**DATA FOR THIS EXERCISE**.
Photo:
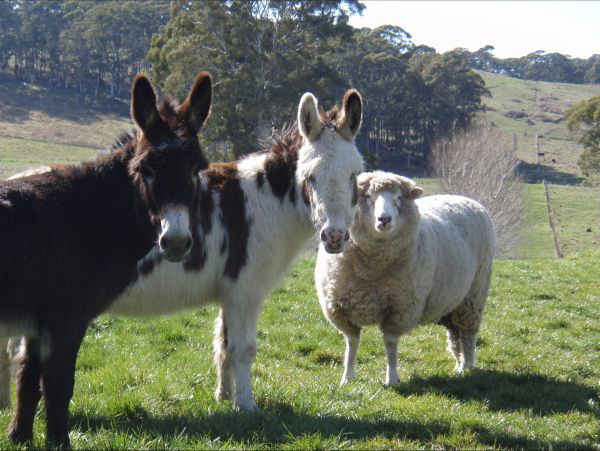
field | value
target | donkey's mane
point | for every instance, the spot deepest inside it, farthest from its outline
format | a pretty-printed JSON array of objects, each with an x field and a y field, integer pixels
[
  {"x": 288, "y": 140},
  {"x": 168, "y": 111}
]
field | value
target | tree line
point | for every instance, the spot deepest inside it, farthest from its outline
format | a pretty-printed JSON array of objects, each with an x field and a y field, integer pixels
[
  {"x": 95, "y": 47},
  {"x": 263, "y": 55},
  {"x": 538, "y": 66}
]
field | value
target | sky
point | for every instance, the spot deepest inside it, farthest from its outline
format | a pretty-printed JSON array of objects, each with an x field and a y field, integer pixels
[{"x": 514, "y": 28}]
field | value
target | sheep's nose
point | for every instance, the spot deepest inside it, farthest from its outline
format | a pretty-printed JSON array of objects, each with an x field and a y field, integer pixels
[
  {"x": 334, "y": 239},
  {"x": 384, "y": 219}
]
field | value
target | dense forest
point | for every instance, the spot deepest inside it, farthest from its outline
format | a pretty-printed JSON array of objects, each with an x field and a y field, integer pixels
[{"x": 263, "y": 55}]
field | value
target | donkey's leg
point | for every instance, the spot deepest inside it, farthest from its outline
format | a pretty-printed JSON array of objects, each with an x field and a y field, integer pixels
[
  {"x": 241, "y": 346},
  {"x": 222, "y": 360},
  {"x": 4, "y": 374},
  {"x": 58, "y": 379},
  {"x": 20, "y": 429}
]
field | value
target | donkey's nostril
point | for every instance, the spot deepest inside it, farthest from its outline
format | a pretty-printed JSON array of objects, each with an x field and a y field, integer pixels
[
  {"x": 188, "y": 243},
  {"x": 164, "y": 242}
]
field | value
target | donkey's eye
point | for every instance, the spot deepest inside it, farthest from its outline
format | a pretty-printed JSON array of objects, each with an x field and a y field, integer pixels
[{"x": 147, "y": 172}]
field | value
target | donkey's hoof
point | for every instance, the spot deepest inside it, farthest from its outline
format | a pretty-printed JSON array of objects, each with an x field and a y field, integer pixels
[
  {"x": 17, "y": 436},
  {"x": 248, "y": 407}
]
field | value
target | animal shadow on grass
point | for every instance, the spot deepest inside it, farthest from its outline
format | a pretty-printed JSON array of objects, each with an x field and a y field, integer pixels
[
  {"x": 280, "y": 424},
  {"x": 540, "y": 394}
]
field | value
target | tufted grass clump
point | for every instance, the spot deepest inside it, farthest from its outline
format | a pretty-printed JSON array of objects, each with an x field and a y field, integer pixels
[{"x": 149, "y": 384}]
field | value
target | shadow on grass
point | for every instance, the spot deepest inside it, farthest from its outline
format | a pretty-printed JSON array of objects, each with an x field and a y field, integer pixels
[
  {"x": 506, "y": 391},
  {"x": 531, "y": 173},
  {"x": 280, "y": 424}
]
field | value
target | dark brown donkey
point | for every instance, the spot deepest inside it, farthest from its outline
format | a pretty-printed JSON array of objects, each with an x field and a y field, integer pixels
[{"x": 70, "y": 240}]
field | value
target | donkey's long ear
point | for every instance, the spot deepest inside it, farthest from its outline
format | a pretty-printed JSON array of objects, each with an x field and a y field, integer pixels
[
  {"x": 196, "y": 107},
  {"x": 309, "y": 123},
  {"x": 350, "y": 123},
  {"x": 143, "y": 103},
  {"x": 363, "y": 182}
]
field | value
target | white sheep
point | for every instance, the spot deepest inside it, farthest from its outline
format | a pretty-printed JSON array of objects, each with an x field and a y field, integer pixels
[{"x": 408, "y": 262}]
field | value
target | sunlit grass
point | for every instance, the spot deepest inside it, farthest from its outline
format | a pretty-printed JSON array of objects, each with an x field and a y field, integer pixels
[{"x": 149, "y": 384}]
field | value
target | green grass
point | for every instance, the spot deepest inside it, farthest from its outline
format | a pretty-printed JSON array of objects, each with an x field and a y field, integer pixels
[
  {"x": 17, "y": 154},
  {"x": 542, "y": 102},
  {"x": 149, "y": 384}
]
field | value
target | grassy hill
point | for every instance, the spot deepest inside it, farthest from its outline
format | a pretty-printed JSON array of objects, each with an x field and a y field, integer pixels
[
  {"x": 149, "y": 384},
  {"x": 524, "y": 108}
]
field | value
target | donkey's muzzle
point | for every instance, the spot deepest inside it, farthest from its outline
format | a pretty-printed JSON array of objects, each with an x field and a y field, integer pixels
[{"x": 176, "y": 248}]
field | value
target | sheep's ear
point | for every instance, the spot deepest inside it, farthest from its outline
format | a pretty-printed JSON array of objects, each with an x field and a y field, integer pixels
[
  {"x": 350, "y": 122},
  {"x": 196, "y": 107},
  {"x": 309, "y": 123},
  {"x": 143, "y": 103},
  {"x": 415, "y": 193}
]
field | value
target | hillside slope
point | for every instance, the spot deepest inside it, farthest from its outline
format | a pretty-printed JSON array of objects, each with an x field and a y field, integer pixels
[
  {"x": 524, "y": 108},
  {"x": 59, "y": 116}
]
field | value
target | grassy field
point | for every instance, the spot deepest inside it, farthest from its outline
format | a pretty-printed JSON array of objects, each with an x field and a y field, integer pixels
[
  {"x": 541, "y": 106},
  {"x": 17, "y": 154},
  {"x": 149, "y": 384},
  {"x": 52, "y": 115}
]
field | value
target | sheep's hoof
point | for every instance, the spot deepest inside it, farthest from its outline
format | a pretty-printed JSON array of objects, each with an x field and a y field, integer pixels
[
  {"x": 246, "y": 407},
  {"x": 222, "y": 395}
]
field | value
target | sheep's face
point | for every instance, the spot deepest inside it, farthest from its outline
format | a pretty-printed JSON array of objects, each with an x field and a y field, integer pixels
[{"x": 384, "y": 210}]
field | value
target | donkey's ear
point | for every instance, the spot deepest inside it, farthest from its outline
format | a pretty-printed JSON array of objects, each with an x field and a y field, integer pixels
[
  {"x": 196, "y": 107},
  {"x": 309, "y": 123},
  {"x": 350, "y": 123},
  {"x": 143, "y": 103},
  {"x": 415, "y": 193},
  {"x": 363, "y": 182}
]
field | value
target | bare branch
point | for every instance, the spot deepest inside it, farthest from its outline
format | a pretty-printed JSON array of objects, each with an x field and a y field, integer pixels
[{"x": 481, "y": 163}]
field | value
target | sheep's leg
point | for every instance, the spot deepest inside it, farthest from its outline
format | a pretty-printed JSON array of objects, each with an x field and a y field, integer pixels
[
  {"x": 352, "y": 343},
  {"x": 28, "y": 390},
  {"x": 391, "y": 350},
  {"x": 4, "y": 374},
  {"x": 468, "y": 341},
  {"x": 454, "y": 340},
  {"x": 222, "y": 360},
  {"x": 455, "y": 346},
  {"x": 241, "y": 324}
]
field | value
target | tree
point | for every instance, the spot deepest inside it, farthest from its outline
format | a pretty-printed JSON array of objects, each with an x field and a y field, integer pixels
[
  {"x": 583, "y": 120},
  {"x": 262, "y": 54}
]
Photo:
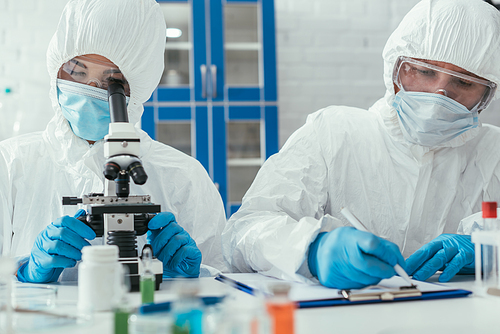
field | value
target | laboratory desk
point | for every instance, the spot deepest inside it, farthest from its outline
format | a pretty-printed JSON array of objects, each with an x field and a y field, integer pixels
[{"x": 458, "y": 315}]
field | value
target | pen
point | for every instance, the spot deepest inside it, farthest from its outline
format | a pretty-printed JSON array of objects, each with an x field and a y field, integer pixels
[{"x": 358, "y": 225}]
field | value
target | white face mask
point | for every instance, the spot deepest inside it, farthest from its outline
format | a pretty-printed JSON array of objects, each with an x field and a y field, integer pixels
[{"x": 430, "y": 119}]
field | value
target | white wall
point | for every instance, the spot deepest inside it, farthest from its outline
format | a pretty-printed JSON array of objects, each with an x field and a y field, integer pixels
[
  {"x": 26, "y": 27},
  {"x": 328, "y": 51}
]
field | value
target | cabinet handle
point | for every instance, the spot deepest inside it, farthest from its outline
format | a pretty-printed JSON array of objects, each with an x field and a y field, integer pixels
[
  {"x": 213, "y": 69},
  {"x": 203, "y": 70}
]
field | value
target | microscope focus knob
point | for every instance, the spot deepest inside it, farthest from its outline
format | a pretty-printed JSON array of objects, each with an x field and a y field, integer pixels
[{"x": 111, "y": 170}]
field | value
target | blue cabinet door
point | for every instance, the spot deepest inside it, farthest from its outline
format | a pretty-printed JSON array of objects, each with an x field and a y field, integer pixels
[{"x": 217, "y": 100}]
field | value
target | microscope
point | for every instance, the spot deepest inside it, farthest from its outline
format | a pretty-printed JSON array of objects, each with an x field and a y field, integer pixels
[{"x": 116, "y": 214}]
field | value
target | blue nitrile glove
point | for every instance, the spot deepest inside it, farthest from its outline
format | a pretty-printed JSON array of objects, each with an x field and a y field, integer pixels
[
  {"x": 451, "y": 253},
  {"x": 57, "y": 247},
  {"x": 346, "y": 258},
  {"x": 173, "y": 246}
]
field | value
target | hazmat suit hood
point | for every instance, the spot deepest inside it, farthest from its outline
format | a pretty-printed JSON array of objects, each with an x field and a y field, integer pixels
[
  {"x": 134, "y": 40},
  {"x": 465, "y": 33}
]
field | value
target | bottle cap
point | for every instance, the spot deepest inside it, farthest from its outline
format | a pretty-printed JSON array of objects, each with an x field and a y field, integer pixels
[{"x": 489, "y": 209}]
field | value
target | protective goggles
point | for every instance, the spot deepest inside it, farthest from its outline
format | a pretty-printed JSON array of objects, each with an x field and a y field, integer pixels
[
  {"x": 413, "y": 75},
  {"x": 92, "y": 72}
]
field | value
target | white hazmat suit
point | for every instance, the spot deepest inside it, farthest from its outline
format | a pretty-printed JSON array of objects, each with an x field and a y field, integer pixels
[
  {"x": 38, "y": 169},
  {"x": 350, "y": 157}
]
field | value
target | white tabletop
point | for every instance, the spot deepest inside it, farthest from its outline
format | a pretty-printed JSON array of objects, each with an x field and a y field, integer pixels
[{"x": 458, "y": 315}]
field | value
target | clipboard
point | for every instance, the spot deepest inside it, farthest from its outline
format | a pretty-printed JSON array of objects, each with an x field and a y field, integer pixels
[{"x": 308, "y": 296}]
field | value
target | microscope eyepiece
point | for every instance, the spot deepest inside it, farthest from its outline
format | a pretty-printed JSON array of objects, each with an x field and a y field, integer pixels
[{"x": 137, "y": 173}]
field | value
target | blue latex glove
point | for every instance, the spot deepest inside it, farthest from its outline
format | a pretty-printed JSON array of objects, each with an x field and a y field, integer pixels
[
  {"x": 57, "y": 247},
  {"x": 346, "y": 258},
  {"x": 451, "y": 253},
  {"x": 173, "y": 246}
]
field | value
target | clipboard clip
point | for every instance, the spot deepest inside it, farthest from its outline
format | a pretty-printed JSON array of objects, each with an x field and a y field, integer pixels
[{"x": 383, "y": 295}]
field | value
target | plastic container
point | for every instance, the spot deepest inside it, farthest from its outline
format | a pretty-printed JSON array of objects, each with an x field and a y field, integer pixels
[
  {"x": 99, "y": 279},
  {"x": 487, "y": 246}
]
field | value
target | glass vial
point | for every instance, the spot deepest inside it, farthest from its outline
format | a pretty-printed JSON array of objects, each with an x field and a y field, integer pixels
[
  {"x": 490, "y": 252},
  {"x": 147, "y": 282},
  {"x": 281, "y": 309}
]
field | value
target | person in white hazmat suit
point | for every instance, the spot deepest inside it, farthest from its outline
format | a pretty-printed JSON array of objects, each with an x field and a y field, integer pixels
[
  {"x": 95, "y": 43},
  {"x": 410, "y": 168}
]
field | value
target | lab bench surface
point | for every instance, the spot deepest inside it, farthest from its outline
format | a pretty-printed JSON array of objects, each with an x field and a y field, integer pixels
[{"x": 458, "y": 315}]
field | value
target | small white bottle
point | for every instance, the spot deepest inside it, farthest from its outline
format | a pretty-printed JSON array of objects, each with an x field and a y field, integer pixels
[{"x": 99, "y": 282}]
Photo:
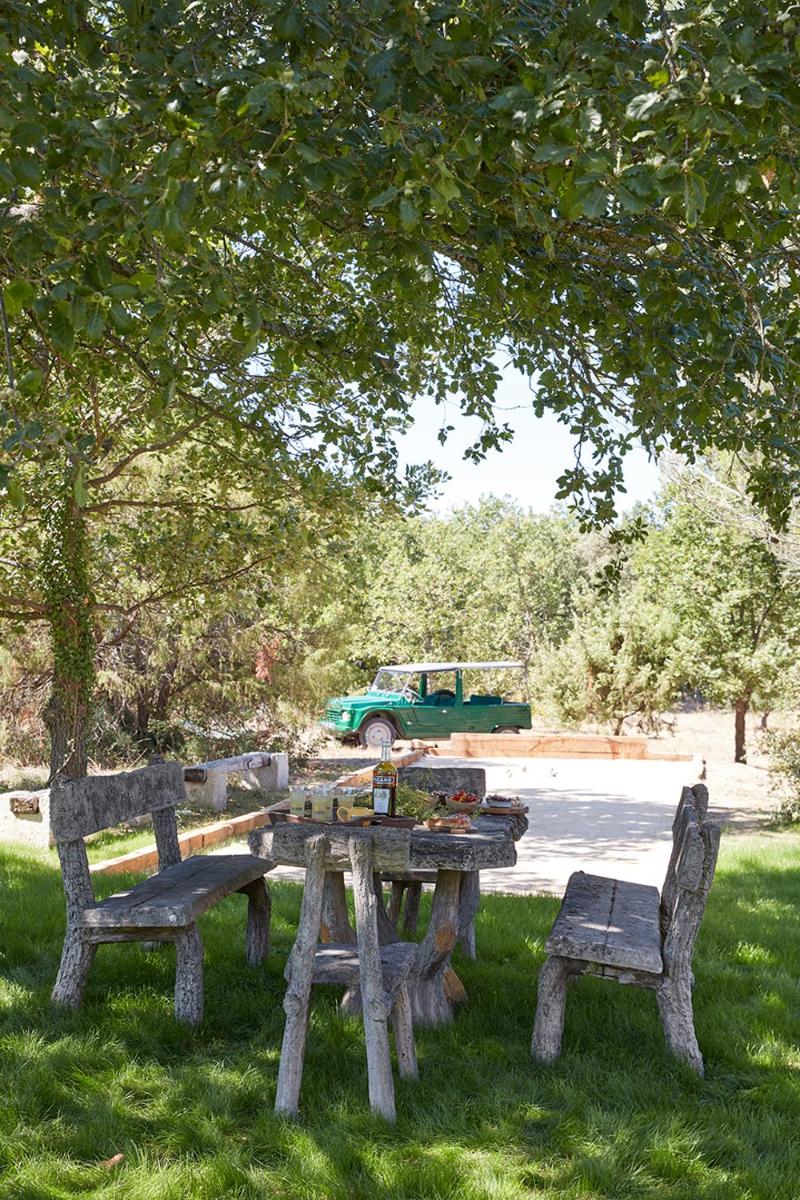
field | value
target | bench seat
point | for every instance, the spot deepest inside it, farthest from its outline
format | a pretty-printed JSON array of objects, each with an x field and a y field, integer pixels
[
  {"x": 609, "y": 922},
  {"x": 178, "y": 895}
]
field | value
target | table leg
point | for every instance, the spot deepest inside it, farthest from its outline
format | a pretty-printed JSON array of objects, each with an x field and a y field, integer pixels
[
  {"x": 335, "y": 925},
  {"x": 468, "y": 906},
  {"x": 434, "y": 987}
]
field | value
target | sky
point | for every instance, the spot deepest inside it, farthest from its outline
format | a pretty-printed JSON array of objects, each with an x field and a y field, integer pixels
[{"x": 525, "y": 469}]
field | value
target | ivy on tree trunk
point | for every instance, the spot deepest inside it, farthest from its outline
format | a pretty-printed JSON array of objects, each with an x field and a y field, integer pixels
[{"x": 70, "y": 605}]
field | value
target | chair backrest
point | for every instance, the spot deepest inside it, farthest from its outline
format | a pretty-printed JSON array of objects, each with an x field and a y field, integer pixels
[
  {"x": 82, "y": 807},
  {"x": 365, "y": 850},
  {"x": 690, "y": 874}
]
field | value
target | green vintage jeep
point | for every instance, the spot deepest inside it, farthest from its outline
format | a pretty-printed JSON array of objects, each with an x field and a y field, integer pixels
[{"x": 422, "y": 700}]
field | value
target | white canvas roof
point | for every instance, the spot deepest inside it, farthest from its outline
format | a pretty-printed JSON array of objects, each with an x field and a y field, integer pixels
[{"x": 450, "y": 666}]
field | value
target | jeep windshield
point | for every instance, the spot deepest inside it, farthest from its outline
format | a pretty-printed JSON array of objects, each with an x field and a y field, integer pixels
[{"x": 391, "y": 681}]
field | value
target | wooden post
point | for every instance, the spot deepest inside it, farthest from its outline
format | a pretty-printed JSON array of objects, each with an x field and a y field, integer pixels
[
  {"x": 188, "y": 976},
  {"x": 77, "y": 955},
  {"x": 429, "y": 1000},
  {"x": 411, "y": 915},
  {"x": 551, "y": 1005},
  {"x": 468, "y": 905},
  {"x": 259, "y": 906},
  {"x": 396, "y": 903},
  {"x": 373, "y": 995},
  {"x": 300, "y": 971},
  {"x": 403, "y": 1026},
  {"x": 335, "y": 925}
]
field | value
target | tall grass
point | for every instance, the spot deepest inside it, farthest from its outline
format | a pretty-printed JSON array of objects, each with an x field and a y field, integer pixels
[{"x": 192, "y": 1113}]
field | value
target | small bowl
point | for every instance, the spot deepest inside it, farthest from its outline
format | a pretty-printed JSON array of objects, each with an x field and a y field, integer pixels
[{"x": 446, "y": 825}]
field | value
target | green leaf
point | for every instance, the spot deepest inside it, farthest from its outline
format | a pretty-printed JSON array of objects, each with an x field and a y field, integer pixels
[
  {"x": 79, "y": 487},
  {"x": 95, "y": 322},
  {"x": 121, "y": 319},
  {"x": 647, "y": 105},
  {"x": 383, "y": 198},
  {"x": 60, "y": 329},
  {"x": 17, "y": 295},
  {"x": 695, "y": 196},
  {"x": 30, "y": 382}
]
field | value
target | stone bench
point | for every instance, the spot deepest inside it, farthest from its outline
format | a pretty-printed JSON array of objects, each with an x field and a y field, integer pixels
[
  {"x": 407, "y": 886},
  {"x": 206, "y": 784},
  {"x": 162, "y": 909},
  {"x": 631, "y": 934}
]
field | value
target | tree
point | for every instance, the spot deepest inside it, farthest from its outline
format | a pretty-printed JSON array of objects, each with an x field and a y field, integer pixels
[
  {"x": 735, "y": 610},
  {"x": 260, "y": 228}
]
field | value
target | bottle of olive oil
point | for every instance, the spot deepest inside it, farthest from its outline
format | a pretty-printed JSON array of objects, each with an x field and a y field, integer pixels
[{"x": 384, "y": 783}]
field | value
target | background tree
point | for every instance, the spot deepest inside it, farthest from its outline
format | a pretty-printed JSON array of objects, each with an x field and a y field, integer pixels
[
  {"x": 735, "y": 610},
  {"x": 266, "y": 227}
]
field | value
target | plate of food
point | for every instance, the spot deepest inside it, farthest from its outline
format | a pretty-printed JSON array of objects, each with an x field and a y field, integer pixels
[
  {"x": 457, "y": 822},
  {"x": 463, "y": 802}
]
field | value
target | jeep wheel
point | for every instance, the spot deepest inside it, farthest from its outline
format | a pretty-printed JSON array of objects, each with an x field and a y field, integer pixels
[{"x": 376, "y": 731}]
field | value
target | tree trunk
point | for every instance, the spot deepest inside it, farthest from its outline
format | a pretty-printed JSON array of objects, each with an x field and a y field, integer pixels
[
  {"x": 740, "y": 713},
  {"x": 68, "y": 609}
]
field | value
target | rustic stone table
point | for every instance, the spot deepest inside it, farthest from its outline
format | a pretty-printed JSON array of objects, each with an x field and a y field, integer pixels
[{"x": 456, "y": 858}]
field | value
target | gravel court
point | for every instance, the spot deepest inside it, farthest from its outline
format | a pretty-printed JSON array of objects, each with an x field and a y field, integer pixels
[{"x": 605, "y": 816}]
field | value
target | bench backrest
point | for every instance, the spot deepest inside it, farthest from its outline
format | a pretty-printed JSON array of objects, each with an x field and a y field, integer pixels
[
  {"x": 690, "y": 874},
  {"x": 390, "y": 847},
  {"x": 82, "y": 807}
]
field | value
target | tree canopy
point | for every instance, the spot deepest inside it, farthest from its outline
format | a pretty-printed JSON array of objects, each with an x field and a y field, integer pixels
[
  {"x": 372, "y": 197},
  {"x": 254, "y": 231}
]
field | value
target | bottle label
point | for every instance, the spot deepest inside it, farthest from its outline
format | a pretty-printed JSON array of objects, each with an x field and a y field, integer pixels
[{"x": 380, "y": 799}]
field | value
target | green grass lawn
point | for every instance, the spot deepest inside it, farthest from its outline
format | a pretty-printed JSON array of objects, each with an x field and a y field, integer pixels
[{"x": 192, "y": 1113}]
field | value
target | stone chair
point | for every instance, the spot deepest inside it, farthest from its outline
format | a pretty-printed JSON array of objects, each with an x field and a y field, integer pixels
[
  {"x": 407, "y": 886},
  {"x": 162, "y": 909},
  {"x": 379, "y": 973},
  {"x": 629, "y": 933}
]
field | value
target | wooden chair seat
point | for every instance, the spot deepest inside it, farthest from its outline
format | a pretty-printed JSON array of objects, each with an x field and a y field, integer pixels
[
  {"x": 340, "y": 965},
  {"x": 162, "y": 909},
  {"x": 175, "y": 897},
  {"x": 611, "y": 922},
  {"x": 629, "y": 933}
]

**REQUIREMENT**. Pick out each line in the material above that contains the string "jeep", matching case exactly, and copy those lines.

**TASK OUTPUT**.
target | green vintage jeep
target | jeep windshield
target | jeep wheel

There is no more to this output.